• [ИНСТРУКЦИИ К РАБОТЕ]
a: Кому, согласно справке в заметках об игре в хокку, принадлежит заслуга превращения хокку в ведущий лирический жанр?
b: Выведите без изменений фрагмент заметок об игре в хокку от слов «Вадим Розов» вплоть до слов «от других краткостиший.» включительно.

+++ ОТРЫВОК СО СТРАНИЦЫ +++

Игра в хокку. Профанация поэзии или vice versa

Вадим Розов
ИГРА В ХОККУ: ПРОФАНАЦИЯ ПОЭЗИИ ИЛИ VICE VERSA?

    Чтобы вынесенный в заголовок вопрос не показался странным, сразу же оговорюсь: я вовсе не сомневаюсь в  поэтической правомерности и правомочии хокку, речь здесь пойдёт о своеобразной ИГРЕ, возникшей среди русскоязычных стихотворцев, решивших по той или иной причине писать в стиле этого японского поэтического жанра.
   
    Возможно, темой моих заметок заинтересуется читатель, не очень-то искушённый в «тонкостях» заморской поэзии, поэтому считаю необходимым поначалу хотя бы вкратце познакомить его с тем, что такое хокку и чем оно отличается от других краткостиший.
    Конечно же, в Интернете можно найти множество соответствующих статей, подробных и не очень, но в Большой Советской Энциклопедии, как мне кажется, дана короткая и в то же время довольно ёмкая информация о хокку. Приведу её полностью, в качестве справки:
   
     «Хокку (иначе — хайку) – жанр и форма японской поэзии; трёхстишие, состоящее из двух опоясывающих пятисложных стихов и одного семисложного посередине. Генетически восходит к первой полустрофе Танка (хокку буквально — начальные стихи), от которого отличается простотой поэтического языка, отказом от прежних канонических правил, повышением роли ассоциативности, недосказанности, намёка. В своём становлении X. прошёл несколько этапов. Поэты Аракида Моритакэ (1465—1549) и Ямадзаки Сокана (1465—1553) видели в X. чисто комический жанр. Заслуга превращения X. в ведущий лирический жанр принадлежит Мацуо Басе (1644—94); основным содержанием X. стала пейзажная лирика. С именем Танигути Бусона (1716—83) связано расширение тематики X. Параллельно в 18 в. развиваются комические X., выделившиеся в самостоятельный сатирико-юмористический жанр сэнрю. В конце 18 — начале 19 вв. Кобаяси Исса вводит в X. гражданские мотивы. В конце 19 — начале 20 вв. Масаока Сики приложил к X. заимствованный из живописи метод «зарисовок с натуры» (сясэй), способствовавший развитию реализма в жанре X.»

+++ ПРЕДОСТАВЛЕННЫЕ ДАННЫЕ +++

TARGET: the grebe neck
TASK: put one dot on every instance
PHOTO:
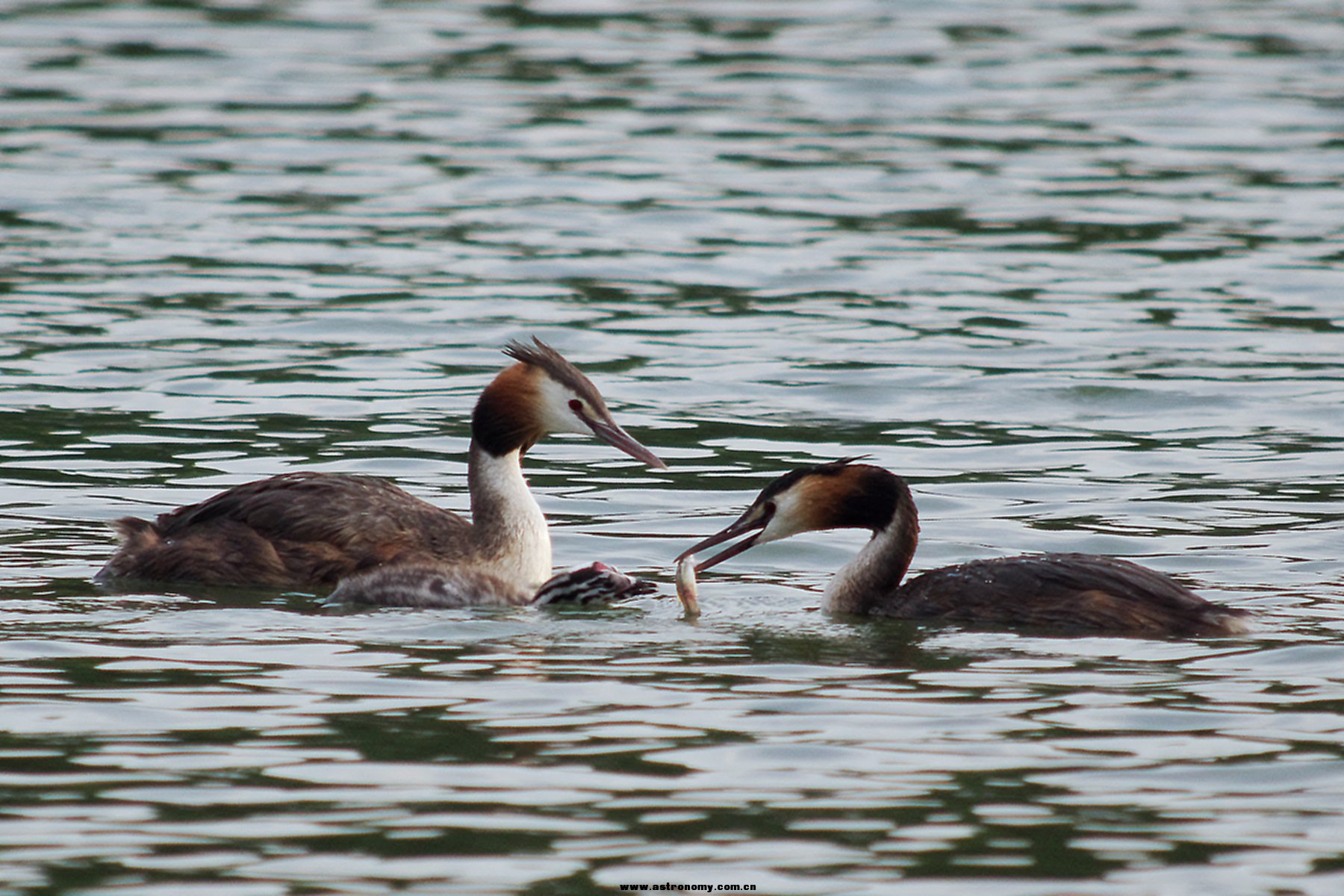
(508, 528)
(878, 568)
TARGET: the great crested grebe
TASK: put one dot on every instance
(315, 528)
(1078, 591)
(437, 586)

+++

• [ОТВЕТЫ НА ЗАДАНИЯ]
a: Мацуо Басе.

b:
Вадим Розов
ИГРА В ХОККУ: ПРОФАНАЦИЯ ПОЭЗИИ ИЛИ VICE VERSA?

    Чтобы вынесенный в заголовок вопрос не показался странным, сразу же оговорюсь: я вовсе не сомневаюсь в  поэтической правомерности и правомочии хокку, речь здесь пойдёт о своеобразной ИГРЕ, возникшей среди русскоязычных стихотворцев, решивших по той или иной причине писать в стиле этого японского поэтического жанра.
   
    Возможно, темой моих заметок заинтересуется читатель, не очень-то искушённый в «тонкостях» заморской поэзии, поэтому считаю необходимым поначалу хотя бы вкратце познакомить его с тем, что такое хокку и чем оно отличается от других краткостиший.